Fragmento seleccionado:
◇ ◇ ◇ ◇ ◇

Dentro de los roles fundamentales del Estado establecidos en la Constitución del 93 se plasmó un importante rol regulador que, además de hacer posible la competencia, la vigilara con el fin de combatir que situaciones de asimetrías, dominio y otras fallas que pudiera tener el mercado perjudicara al ciudadano. En este aspecto, nuestra Carta Magna se encuentra perfectamente alineada con las buenas prácticas establecidas por la OCDE, organismo al cual Perú ha remitido una carta de compromiso para formar parte de este.
Si bien es cierto que la Constitución del 93 ha traído un salto espectacular en el bienestar de los peruanos, es innegable que existen serias falencias a solucionar. La pobreza debe seguir reduciéndose, las brechas sociales siguen siendo insoportablemente altas para millones de peruanos y se requiere solucionar los serios problemas estructurales que llevan a que el país cuente con una alta economía informal y que la mayoría de compatriotas no accedan a un empleo digno. Pero toda esta deuda social no es culpa de la Constitución actual sino de la falta de adecuados desarrollos legales donde haga falta y, sobre todo, del impulso de una mejor gestión del Estado.

◇ ◇ ◇ ◇ ◇

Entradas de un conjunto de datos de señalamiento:
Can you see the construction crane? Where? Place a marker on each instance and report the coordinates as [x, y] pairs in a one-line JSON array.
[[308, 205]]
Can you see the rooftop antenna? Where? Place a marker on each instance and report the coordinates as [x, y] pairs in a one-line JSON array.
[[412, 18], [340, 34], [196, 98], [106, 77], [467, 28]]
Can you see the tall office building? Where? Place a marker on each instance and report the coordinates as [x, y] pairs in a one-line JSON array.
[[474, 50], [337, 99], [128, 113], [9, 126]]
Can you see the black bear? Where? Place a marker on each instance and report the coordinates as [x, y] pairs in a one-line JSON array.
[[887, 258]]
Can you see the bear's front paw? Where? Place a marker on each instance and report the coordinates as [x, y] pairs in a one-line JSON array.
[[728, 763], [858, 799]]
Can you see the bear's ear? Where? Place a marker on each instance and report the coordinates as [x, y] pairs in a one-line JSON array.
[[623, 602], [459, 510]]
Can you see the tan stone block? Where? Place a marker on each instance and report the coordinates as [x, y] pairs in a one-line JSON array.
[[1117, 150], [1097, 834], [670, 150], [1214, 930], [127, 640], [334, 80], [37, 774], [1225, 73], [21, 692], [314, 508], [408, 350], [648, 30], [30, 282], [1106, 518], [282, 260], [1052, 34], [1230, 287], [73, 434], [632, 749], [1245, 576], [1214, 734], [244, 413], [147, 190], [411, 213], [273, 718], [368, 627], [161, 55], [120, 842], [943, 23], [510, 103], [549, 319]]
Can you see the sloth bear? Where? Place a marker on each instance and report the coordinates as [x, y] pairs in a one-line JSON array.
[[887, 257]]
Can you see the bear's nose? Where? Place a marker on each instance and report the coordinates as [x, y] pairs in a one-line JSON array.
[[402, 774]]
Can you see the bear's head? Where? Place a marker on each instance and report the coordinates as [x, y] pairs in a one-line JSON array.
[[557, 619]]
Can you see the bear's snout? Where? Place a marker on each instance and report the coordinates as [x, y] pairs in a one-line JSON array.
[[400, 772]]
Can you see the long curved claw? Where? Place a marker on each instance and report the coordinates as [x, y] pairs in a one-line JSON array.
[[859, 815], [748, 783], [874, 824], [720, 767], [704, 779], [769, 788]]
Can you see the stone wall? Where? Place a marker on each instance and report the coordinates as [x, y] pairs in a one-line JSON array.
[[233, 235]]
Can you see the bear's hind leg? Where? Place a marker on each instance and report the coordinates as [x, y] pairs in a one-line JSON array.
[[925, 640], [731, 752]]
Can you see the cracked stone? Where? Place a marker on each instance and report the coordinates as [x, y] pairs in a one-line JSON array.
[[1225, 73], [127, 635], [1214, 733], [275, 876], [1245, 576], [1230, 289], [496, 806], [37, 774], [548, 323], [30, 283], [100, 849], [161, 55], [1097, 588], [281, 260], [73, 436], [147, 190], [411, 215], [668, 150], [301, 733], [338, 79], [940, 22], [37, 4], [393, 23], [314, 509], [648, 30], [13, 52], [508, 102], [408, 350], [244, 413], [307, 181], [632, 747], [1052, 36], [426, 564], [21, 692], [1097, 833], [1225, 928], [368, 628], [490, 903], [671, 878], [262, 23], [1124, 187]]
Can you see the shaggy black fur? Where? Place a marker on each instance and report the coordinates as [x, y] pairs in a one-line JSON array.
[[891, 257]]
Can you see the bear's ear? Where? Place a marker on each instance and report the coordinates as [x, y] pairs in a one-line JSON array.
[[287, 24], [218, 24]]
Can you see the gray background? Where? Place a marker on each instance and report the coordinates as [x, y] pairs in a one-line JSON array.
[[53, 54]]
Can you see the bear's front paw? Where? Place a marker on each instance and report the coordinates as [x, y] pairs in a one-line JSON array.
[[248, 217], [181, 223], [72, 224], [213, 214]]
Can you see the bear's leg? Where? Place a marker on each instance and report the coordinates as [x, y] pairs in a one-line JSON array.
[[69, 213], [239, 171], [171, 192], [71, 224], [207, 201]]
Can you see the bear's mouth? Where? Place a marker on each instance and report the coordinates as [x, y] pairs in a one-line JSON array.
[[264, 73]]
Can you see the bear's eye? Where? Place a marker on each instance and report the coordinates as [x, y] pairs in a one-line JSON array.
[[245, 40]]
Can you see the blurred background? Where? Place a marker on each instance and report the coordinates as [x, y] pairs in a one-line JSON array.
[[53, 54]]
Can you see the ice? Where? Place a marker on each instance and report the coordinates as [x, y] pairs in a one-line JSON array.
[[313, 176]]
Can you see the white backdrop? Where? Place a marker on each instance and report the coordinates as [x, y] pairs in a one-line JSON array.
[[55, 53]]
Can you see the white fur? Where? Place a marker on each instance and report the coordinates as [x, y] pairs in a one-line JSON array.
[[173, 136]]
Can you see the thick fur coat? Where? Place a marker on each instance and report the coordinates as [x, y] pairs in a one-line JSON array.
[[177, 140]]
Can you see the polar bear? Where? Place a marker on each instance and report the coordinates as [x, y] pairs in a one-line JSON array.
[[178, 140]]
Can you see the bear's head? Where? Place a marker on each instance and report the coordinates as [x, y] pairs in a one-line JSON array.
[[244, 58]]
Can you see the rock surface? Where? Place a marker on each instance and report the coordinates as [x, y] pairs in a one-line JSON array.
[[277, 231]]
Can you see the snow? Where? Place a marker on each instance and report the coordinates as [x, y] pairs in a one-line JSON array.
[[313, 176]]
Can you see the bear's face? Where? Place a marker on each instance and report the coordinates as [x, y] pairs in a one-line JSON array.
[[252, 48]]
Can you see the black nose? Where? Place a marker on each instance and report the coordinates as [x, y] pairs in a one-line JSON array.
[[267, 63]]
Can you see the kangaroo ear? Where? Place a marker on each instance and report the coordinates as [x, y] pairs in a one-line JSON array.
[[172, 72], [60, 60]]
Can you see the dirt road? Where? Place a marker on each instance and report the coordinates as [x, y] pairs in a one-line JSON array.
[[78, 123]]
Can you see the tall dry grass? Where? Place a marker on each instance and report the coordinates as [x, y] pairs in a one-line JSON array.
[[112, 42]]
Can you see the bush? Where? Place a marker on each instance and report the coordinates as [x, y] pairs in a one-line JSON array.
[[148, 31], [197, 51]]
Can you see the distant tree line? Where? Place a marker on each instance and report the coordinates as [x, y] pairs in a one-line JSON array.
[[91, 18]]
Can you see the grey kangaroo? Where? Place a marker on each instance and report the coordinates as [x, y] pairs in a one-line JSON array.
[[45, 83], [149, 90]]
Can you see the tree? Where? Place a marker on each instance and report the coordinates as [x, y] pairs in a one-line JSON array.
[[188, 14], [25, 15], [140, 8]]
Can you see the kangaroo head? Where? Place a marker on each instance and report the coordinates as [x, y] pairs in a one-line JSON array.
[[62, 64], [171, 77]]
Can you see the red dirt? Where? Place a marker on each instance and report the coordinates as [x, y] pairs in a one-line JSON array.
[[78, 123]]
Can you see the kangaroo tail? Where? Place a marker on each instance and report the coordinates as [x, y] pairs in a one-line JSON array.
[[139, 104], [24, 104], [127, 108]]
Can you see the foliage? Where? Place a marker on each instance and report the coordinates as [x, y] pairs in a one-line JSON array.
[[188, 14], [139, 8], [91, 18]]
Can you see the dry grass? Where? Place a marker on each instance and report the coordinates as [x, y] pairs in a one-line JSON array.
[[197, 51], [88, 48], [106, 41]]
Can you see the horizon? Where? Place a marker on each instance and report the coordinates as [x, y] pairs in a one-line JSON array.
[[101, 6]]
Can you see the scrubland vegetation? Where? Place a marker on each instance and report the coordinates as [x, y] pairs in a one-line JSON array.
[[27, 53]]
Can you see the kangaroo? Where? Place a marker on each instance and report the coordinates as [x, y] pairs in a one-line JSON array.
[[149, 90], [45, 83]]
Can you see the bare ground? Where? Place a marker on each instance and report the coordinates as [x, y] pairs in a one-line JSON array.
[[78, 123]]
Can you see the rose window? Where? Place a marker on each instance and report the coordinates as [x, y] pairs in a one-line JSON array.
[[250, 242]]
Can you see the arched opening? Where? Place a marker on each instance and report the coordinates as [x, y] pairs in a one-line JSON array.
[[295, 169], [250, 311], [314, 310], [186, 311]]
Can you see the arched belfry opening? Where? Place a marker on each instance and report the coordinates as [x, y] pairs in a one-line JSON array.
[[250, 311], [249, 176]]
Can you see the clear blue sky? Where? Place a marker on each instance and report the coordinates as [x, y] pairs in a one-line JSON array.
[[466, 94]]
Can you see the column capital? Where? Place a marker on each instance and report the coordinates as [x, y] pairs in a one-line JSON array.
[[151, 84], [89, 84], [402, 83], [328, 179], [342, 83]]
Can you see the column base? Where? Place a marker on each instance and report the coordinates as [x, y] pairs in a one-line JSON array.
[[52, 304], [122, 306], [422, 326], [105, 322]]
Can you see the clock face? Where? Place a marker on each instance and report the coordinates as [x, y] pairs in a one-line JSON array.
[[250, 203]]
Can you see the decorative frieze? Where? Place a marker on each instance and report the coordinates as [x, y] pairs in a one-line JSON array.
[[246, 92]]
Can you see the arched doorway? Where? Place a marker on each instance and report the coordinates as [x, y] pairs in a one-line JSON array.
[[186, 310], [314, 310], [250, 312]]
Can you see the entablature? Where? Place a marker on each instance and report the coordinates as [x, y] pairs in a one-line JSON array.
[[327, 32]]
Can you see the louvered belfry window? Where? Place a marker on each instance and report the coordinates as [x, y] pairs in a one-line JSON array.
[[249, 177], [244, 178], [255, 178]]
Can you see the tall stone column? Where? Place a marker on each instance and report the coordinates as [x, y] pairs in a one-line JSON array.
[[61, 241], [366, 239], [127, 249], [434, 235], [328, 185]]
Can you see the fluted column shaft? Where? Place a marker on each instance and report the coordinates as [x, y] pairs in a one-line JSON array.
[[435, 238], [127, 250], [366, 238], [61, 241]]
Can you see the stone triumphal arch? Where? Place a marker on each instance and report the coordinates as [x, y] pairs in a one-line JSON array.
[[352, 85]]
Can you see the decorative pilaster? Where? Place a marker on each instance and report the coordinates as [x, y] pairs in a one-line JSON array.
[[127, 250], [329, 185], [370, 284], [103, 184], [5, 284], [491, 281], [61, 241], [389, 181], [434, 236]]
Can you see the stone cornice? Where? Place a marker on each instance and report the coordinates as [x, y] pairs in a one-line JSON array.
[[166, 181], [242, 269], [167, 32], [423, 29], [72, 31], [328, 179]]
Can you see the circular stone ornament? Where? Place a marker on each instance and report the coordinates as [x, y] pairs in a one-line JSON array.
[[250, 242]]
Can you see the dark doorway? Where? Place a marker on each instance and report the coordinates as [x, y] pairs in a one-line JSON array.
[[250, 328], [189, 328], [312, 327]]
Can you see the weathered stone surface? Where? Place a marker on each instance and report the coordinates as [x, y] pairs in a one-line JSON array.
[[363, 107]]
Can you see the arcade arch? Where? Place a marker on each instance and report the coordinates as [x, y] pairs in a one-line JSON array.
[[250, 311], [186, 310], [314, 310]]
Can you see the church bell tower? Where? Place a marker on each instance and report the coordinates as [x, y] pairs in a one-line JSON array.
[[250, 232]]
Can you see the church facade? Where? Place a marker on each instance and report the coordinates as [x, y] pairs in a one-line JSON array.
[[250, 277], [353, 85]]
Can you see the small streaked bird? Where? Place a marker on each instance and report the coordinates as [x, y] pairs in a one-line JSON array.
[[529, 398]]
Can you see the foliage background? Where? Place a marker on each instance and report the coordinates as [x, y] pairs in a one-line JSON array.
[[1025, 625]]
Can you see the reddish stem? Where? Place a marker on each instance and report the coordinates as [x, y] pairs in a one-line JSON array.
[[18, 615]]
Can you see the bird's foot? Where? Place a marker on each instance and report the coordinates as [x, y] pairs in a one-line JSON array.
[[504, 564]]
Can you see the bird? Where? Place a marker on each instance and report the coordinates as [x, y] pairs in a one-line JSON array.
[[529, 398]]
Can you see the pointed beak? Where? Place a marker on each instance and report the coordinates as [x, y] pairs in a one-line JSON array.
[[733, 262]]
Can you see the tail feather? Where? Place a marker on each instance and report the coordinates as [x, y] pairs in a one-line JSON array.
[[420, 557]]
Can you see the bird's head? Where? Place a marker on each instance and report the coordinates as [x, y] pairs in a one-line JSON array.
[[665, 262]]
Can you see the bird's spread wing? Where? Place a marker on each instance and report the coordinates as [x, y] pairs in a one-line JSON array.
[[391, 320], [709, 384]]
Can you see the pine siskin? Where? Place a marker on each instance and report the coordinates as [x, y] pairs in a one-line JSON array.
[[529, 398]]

◇ ◇ ◇ ◇ ◇

Tareas requeridas:
- A) Responde estas preguntas sobre el fragmento acerca de la Constitución del 93:
(i) ¿Qué rol del Estado se plasmó en esa Constitución?
(ii) ¿A qué organismo ha remitido Perú una carta de compromiso para formar parte de él?
(iii) Si la deuda social no es culpa de la Constitución actual, ¿de qué es culpa?
- B) Resume en dos oraciones el fragmento sobre la Constitución del 93.
- C) Continúa el fragmento sobre la Constitución del 93 a partir de donde termina.
No hace falta consultar las entradas.

Problemas resueltos:
- A)
(i) Un importante rol regulador.
(ii) A la OCDE.
(iii) De la falta de adecuados desarrollos legales donde haga falta y, sobre todo, del impulso de una mejor gestión del Estado.

- B) La Constitución del 93 dio al Estado un rol regulador que hace posible la competencia y la vigila para que las asimetrías, el dominio y otras fallas del mercado no perjudiquen al ciudadano, en línea con las buenas prácticas de la OCDE. Aunque trajo un salto espectacular en el bienestar de los peruanos, persisten la pobreza, altas brechas sociales, una alta economía informal y la falta de empleo digno, una deuda social que no se debe a la Constitución, sino a la falta de desarrollos legales adecuados y, sobre todo, de impulso a una mejor gestión del Estado.

- C)
Por ejemplo, en el caso de la salud y la educación, la actual narrativa oficialista señala la necesidad de un cambio de Constitución para mejorarla. Esto es absolutamente falso. La actual Carta Magna brinda espacio amplio para que el Estado cumpla con su rol de ampliar la cobertura con calidad. De hecho, las cifras confirman que de los cerca de 15 mil establecimientos de salud que existen en el país, el 59% corresponden al Estado, quien brinda atención al 99% de los asegurados a nivel nacional. En el caso de la educación, se observa que, de las cerca de 1115 mil instituciones educativas del país, el 75% son públicas, y el 77% de los alumnos a nivel nacional son atendidos por los centros educativos estatales. Teniendo el sector público tremendo dominio de ambos mercados, ¿por qué no puede cumplir con el rol de darle a los peruanos amplios servicios educativos y de salud de calidad?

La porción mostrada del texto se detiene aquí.